What to work on
Copy out word for word the lines of the items from the one containing "the green hedge." through the end of the items, both ends included.

###

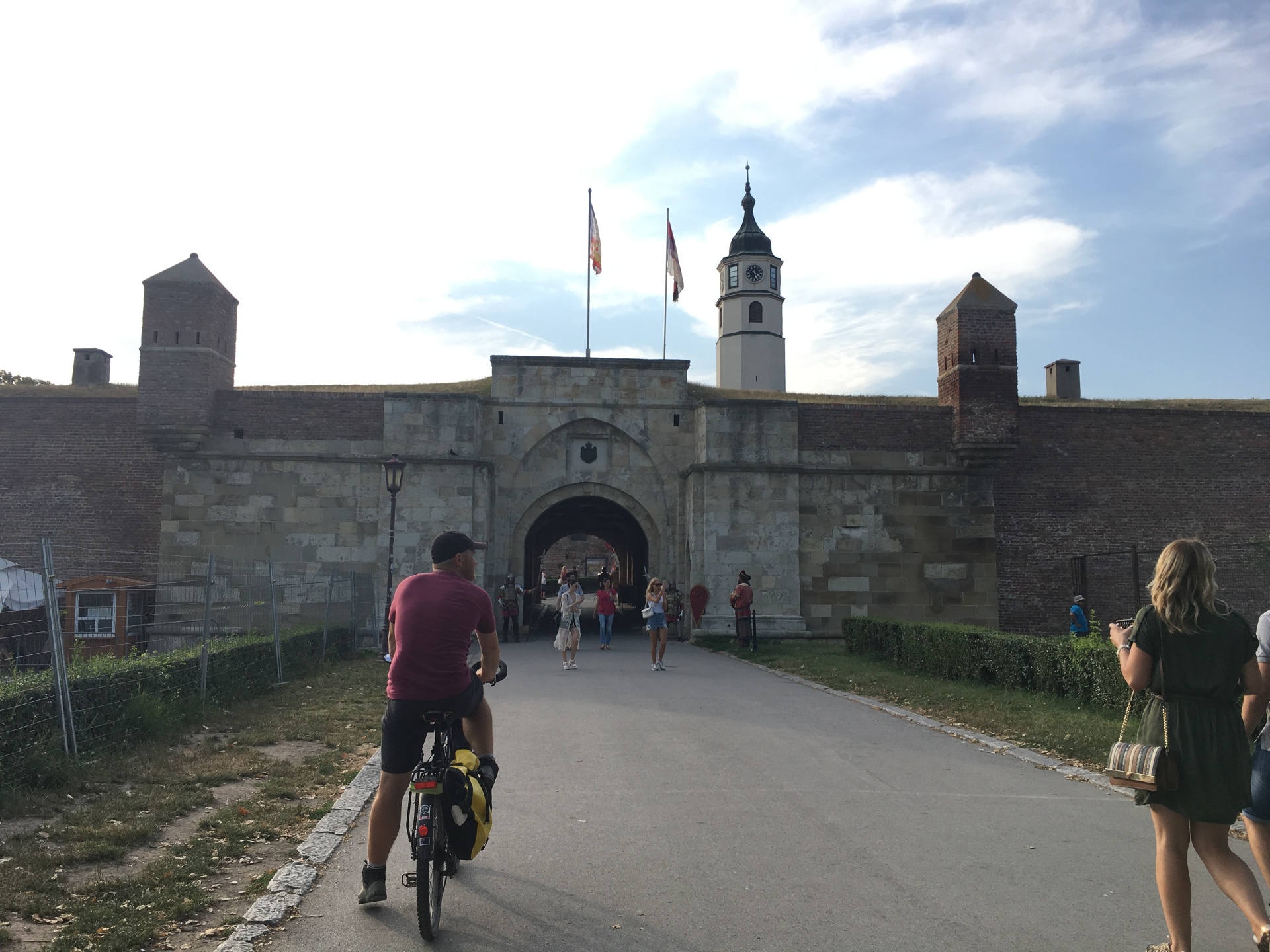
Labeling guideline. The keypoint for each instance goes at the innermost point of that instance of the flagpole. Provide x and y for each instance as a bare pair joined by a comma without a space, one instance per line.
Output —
666,272
588,273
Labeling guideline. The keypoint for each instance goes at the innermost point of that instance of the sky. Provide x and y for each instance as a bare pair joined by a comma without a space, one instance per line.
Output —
394,192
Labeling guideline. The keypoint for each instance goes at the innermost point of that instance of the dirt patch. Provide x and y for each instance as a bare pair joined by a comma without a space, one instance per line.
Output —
294,752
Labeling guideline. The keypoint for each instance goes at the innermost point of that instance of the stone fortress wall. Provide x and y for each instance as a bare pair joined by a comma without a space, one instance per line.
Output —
897,507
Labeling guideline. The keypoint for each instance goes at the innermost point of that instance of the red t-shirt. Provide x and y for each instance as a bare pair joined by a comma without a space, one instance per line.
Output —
605,603
433,616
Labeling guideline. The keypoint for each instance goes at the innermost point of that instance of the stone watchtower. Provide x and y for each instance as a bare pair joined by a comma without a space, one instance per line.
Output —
749,353
978,372
189,339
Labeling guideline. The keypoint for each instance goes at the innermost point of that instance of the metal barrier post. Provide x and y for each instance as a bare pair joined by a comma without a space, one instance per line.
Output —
207,623
62,678
325,623
273,610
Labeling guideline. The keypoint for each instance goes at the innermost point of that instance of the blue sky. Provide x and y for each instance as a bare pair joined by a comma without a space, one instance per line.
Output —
396,193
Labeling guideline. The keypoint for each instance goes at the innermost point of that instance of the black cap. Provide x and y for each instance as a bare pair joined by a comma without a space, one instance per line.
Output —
450,543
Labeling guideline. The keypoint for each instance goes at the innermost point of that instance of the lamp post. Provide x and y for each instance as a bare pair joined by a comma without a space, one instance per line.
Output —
394,470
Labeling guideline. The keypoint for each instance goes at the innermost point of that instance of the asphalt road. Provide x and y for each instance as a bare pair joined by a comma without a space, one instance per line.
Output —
715,807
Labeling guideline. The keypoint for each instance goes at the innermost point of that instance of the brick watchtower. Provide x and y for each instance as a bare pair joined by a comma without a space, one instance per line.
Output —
978,372
189,338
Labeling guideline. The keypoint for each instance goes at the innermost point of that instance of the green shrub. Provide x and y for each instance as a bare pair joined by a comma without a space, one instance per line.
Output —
1083,668
120,701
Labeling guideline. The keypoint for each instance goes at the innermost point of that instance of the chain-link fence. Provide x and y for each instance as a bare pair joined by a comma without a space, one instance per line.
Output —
1115,584
98,647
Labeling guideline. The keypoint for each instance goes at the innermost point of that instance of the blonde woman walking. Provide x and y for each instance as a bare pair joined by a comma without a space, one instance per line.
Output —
1191,649
571,622
654,600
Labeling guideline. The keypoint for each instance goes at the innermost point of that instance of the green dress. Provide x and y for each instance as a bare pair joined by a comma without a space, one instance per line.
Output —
1206,731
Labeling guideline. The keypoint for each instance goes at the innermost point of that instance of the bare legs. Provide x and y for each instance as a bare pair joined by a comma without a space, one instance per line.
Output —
657,644
386,810
1174,836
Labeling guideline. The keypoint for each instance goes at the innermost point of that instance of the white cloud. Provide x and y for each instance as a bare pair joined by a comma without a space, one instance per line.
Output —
346,171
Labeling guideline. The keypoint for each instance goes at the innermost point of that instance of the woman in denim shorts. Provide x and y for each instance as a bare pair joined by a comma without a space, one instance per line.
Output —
657,627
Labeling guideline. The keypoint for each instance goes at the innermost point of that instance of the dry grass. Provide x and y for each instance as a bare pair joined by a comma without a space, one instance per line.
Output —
124,803
1060,727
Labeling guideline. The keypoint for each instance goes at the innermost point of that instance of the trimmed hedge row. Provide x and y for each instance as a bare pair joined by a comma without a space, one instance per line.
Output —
1085,668
117,702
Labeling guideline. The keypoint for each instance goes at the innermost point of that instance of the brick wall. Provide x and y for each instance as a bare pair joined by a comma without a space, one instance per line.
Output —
1094,480
271,414
77,470
874,427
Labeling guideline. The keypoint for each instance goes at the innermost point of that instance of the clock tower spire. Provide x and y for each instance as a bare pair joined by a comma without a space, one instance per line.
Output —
749,353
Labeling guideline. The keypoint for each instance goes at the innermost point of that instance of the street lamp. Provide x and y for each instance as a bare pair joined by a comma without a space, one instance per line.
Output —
394,470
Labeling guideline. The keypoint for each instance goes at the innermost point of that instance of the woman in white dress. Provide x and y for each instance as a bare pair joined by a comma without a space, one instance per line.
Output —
571,622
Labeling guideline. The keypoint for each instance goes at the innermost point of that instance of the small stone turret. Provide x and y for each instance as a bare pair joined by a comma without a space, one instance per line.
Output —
92,366
978,372
189,340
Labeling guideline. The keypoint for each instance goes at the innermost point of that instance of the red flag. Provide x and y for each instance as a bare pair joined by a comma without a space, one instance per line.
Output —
595,239
672,260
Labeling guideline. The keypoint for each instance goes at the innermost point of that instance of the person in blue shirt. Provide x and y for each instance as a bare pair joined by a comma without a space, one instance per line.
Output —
1080,623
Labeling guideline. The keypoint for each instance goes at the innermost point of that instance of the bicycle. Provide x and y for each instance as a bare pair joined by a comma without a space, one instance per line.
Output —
433,857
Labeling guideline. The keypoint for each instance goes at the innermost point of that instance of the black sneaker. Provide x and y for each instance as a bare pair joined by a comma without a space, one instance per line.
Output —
374,887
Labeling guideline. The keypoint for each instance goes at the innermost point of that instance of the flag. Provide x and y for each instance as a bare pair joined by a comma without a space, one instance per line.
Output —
672,260
595,239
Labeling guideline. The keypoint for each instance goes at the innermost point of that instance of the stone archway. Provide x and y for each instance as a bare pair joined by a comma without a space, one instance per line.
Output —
595,509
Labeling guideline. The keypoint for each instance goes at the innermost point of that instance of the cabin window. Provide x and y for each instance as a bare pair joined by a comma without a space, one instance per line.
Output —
95,615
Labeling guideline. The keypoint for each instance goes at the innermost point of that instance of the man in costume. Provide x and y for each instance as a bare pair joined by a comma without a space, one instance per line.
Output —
509,601
741,600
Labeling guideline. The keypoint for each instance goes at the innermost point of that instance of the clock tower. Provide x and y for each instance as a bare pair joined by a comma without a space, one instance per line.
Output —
749,353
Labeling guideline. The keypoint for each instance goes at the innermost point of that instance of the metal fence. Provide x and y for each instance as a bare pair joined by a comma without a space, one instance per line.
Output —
1115,584
93,641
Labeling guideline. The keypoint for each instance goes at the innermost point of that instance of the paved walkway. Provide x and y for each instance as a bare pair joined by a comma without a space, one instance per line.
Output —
715,807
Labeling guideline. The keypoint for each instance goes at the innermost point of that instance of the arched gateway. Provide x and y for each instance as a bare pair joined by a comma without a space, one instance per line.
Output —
593,509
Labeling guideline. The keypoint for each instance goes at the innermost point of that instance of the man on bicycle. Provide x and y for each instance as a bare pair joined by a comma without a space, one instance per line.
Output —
431,622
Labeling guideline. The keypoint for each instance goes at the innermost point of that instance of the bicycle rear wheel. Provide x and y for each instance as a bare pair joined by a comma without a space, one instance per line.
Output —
431,885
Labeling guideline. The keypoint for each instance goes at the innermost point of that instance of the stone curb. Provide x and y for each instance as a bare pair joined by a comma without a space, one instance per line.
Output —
296,879
995,744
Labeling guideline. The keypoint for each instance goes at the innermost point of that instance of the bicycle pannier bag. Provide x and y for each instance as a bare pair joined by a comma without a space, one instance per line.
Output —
465,807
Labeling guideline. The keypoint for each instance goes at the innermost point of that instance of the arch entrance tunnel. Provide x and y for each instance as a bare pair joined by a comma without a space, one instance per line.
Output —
572,522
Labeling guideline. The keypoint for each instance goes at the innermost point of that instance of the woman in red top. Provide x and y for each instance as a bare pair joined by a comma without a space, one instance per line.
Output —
606,607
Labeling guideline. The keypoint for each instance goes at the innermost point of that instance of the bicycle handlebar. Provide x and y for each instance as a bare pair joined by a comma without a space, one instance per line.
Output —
502,670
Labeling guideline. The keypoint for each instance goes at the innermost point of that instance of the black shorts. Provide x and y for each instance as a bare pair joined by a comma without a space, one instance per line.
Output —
405,730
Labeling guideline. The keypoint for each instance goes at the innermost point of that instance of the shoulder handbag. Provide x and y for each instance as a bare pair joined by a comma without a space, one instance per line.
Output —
1140,766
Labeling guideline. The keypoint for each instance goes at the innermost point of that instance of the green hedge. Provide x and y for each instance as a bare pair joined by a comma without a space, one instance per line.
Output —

###

Task answer
Labeling guideline. The keypoint for each instance goes at the innermost point of that instance of the green hedge. Provide x and y for each instance as a bare pair joined by a comma without a space, one instance per line.
Output —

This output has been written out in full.